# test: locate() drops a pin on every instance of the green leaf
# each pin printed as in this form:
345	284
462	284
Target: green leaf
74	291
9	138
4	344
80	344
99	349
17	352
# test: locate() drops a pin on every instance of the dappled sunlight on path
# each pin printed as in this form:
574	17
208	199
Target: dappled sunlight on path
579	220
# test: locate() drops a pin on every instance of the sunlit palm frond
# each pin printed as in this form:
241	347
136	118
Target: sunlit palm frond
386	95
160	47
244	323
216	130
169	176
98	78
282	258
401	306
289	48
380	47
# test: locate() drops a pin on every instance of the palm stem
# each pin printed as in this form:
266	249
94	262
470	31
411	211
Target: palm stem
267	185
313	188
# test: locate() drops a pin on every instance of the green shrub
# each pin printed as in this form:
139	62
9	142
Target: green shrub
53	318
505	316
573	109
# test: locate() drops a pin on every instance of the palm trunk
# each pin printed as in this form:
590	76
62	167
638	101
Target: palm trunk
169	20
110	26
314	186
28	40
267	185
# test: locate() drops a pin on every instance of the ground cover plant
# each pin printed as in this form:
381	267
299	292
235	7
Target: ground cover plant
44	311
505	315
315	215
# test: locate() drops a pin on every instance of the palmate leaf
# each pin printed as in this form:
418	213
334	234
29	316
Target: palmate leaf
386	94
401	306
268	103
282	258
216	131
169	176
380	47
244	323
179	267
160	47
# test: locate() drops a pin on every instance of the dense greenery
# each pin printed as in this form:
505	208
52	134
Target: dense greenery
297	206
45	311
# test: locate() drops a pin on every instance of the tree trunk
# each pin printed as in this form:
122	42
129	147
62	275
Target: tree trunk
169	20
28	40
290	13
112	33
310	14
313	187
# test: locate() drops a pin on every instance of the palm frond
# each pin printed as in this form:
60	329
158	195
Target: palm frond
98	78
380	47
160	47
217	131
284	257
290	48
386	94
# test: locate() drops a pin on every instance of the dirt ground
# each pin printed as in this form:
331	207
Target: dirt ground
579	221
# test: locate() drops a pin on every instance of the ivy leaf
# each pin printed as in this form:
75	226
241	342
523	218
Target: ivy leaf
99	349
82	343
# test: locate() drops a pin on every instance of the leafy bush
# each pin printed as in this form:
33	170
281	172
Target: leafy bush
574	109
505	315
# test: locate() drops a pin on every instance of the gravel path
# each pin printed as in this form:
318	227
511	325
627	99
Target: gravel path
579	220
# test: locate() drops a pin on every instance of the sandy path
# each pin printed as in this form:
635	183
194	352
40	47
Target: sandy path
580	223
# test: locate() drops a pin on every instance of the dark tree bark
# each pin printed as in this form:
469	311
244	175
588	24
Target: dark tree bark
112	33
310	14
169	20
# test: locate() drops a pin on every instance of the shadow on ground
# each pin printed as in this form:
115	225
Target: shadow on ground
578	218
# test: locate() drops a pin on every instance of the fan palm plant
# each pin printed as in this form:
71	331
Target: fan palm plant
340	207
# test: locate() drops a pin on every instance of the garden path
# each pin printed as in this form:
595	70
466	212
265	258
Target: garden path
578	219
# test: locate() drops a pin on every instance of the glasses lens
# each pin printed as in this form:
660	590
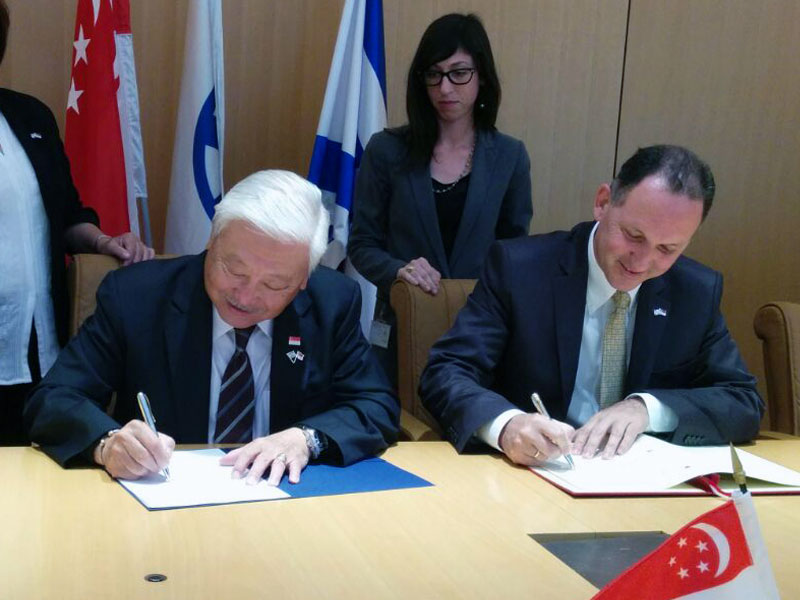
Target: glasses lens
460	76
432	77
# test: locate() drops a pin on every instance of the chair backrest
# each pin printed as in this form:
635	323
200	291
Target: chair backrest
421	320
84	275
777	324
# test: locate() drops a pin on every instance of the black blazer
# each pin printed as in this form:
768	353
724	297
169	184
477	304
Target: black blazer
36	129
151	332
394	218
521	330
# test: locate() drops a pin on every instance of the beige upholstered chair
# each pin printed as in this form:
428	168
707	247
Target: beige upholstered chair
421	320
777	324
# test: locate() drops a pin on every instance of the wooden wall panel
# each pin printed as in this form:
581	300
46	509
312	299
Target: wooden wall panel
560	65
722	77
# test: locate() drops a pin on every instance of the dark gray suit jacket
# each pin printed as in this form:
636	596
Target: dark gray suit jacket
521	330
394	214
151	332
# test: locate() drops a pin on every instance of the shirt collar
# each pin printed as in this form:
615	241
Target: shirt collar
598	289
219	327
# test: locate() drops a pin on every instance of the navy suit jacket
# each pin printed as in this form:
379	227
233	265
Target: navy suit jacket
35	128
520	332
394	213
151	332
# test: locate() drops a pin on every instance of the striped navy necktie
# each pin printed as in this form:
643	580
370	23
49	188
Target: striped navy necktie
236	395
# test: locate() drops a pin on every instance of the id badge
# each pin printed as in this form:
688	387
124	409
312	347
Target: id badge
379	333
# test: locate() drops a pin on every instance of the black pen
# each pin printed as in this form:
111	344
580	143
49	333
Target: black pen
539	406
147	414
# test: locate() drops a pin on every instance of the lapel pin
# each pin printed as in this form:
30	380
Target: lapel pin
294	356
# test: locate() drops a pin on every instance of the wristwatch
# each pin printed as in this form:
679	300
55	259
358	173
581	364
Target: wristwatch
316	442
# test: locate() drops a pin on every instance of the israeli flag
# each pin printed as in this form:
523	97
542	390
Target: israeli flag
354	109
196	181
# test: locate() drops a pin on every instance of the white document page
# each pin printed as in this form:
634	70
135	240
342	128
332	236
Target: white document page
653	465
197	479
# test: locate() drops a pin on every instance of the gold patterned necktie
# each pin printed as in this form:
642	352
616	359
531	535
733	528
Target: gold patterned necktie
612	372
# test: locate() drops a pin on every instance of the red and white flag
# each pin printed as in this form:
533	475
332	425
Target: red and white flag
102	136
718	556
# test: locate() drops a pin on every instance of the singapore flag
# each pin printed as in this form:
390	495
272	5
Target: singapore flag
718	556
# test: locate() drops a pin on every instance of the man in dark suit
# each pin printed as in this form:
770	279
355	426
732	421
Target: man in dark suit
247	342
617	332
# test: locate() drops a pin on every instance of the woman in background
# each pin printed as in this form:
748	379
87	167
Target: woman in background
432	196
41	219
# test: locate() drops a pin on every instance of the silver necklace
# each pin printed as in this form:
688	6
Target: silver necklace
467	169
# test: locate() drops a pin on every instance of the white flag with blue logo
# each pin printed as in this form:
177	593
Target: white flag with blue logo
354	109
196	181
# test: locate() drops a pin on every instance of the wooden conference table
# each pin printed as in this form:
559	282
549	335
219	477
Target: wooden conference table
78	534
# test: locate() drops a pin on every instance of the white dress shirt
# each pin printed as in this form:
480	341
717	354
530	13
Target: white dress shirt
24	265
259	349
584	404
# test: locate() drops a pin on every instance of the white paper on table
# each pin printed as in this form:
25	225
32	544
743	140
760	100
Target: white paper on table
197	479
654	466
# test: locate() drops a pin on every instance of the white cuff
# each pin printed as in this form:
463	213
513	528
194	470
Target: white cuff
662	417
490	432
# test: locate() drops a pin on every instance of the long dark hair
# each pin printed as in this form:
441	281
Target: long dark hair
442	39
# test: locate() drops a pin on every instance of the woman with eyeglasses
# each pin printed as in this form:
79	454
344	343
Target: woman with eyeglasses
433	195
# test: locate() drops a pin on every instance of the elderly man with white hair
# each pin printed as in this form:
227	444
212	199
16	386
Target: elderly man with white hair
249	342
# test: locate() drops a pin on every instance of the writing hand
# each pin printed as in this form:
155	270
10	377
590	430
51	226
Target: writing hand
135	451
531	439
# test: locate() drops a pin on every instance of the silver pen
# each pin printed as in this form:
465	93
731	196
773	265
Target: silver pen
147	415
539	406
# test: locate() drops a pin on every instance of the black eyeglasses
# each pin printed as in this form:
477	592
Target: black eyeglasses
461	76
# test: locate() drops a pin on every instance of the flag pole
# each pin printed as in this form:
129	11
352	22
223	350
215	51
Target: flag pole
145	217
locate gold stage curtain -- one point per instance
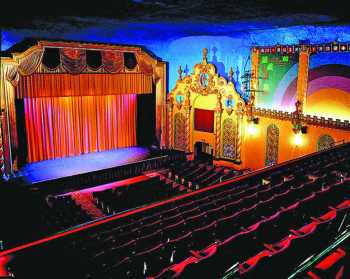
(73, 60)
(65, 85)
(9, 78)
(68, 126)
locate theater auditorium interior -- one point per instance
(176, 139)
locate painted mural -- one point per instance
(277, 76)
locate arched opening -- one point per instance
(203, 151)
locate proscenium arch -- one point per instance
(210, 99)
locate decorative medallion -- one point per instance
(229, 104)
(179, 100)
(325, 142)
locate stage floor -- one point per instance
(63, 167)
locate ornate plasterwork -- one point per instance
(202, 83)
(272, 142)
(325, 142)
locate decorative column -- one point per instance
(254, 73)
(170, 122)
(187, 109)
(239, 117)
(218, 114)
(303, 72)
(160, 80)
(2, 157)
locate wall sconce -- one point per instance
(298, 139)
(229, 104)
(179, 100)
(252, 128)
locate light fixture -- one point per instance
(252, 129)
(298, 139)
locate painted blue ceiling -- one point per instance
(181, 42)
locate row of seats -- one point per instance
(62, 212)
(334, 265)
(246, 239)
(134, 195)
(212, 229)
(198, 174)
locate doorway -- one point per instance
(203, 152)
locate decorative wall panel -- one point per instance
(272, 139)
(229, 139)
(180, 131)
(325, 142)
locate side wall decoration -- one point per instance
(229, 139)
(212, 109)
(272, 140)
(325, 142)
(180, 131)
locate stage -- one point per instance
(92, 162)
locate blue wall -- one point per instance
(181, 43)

━━━━

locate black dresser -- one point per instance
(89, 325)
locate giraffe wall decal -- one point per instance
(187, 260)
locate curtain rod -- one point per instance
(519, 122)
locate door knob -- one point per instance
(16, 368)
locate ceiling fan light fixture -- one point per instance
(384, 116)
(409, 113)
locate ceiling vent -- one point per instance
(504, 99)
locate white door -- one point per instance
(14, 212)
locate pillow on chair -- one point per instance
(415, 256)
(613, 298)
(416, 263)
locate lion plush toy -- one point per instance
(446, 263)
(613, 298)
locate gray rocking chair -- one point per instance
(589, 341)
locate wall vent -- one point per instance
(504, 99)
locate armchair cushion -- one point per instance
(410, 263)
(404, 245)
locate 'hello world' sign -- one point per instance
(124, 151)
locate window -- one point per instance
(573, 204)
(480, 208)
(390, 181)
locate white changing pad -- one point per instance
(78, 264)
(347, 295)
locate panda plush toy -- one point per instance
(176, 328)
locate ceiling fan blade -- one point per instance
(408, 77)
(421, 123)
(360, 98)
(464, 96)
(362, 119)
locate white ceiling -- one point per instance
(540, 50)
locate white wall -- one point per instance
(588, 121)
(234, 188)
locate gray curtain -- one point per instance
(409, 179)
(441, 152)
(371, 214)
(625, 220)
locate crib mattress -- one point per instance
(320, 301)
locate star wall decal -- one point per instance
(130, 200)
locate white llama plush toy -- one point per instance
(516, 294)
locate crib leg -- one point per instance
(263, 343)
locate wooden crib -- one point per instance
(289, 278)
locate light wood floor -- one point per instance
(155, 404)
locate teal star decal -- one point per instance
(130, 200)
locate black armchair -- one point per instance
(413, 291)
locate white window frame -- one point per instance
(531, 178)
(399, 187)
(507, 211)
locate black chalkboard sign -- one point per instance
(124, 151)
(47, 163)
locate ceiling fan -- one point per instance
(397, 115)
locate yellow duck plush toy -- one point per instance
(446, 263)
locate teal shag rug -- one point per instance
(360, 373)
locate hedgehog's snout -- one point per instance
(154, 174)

━━━━

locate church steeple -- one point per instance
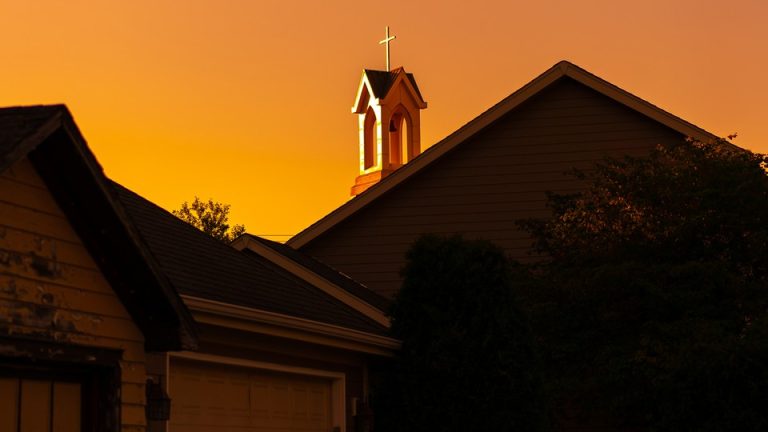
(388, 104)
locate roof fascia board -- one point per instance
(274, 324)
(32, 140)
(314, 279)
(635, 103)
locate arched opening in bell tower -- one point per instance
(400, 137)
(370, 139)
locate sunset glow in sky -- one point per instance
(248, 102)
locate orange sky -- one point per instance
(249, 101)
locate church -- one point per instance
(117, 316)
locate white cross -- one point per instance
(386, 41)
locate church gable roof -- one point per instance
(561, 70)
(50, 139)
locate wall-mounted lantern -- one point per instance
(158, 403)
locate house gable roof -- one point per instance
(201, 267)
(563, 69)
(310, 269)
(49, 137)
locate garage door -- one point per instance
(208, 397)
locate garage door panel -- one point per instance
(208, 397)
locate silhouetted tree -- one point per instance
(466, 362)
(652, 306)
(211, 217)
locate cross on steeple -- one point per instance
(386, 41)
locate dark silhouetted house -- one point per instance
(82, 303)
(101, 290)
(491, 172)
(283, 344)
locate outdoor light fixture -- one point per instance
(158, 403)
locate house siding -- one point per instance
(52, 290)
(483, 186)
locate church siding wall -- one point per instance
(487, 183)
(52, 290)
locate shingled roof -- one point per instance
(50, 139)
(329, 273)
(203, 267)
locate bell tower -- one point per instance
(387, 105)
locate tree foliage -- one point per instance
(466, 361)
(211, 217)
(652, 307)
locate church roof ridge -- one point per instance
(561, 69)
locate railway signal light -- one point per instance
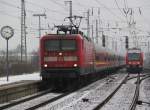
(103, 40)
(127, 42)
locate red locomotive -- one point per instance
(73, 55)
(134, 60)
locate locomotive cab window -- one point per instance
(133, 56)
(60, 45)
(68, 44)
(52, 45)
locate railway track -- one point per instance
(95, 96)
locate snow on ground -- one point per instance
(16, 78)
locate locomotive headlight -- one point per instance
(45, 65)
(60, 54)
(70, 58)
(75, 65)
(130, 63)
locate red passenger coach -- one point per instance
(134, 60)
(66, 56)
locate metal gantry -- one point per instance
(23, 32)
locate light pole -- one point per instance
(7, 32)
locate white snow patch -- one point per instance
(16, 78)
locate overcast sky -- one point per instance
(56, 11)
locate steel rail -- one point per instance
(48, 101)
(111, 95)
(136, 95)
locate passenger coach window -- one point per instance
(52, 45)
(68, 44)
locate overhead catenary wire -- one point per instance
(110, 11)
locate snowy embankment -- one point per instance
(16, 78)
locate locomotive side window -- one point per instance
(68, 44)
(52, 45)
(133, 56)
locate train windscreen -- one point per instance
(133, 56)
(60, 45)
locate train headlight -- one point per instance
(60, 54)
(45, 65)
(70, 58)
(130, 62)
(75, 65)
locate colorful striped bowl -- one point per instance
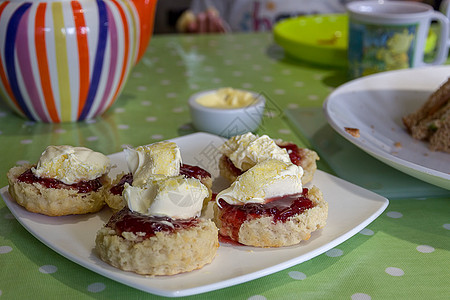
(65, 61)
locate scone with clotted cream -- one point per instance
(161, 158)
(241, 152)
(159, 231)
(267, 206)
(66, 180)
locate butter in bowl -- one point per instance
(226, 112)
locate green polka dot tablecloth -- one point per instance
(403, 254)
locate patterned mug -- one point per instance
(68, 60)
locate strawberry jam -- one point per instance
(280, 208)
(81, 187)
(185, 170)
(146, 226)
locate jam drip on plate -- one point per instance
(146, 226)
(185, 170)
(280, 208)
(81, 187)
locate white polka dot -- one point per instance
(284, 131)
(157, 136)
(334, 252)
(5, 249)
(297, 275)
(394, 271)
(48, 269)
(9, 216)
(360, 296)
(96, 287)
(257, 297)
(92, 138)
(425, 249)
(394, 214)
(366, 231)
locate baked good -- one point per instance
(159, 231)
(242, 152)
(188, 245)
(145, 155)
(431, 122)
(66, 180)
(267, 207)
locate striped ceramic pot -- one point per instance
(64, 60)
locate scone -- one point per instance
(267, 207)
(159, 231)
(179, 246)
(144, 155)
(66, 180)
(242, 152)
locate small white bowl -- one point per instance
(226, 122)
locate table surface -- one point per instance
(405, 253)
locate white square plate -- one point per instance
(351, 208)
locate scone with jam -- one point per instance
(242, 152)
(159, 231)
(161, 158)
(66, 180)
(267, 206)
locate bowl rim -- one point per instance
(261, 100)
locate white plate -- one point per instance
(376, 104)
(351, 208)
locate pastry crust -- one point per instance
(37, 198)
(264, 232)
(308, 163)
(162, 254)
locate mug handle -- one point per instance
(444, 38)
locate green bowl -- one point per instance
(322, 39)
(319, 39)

━━━━

:: About this task ::
Please give an exact copy of the lines above, beginning with the line containing "the green leaf" and running through the line containing "the palm stem", and of no other lines.

:: Reply to the exercise ::
# test: locate() drops a pin on every instance of the green leaf
# each pin printed as in this form:
345	284
462	284
Target: green leaf
74	291
9	138
4	344
80	344
99	349
17	352
# test: locate() drops a pin on every instance of the dappled sunlight on path
# each pin printed as in this form:
574	17
208	199
Target: dappled sunlight on path
579	220
# test: locate() drops a pin on every instance of the sunlit palm frond
# each pin printed as in this form:
241	347
136	118
Target: sunlit palm frond
386	95
160	47
244	323
216	130
169	176
98	78
282	258
401	306
289	48
380	47
# test: locate() drops a pin on every instance of the palm stem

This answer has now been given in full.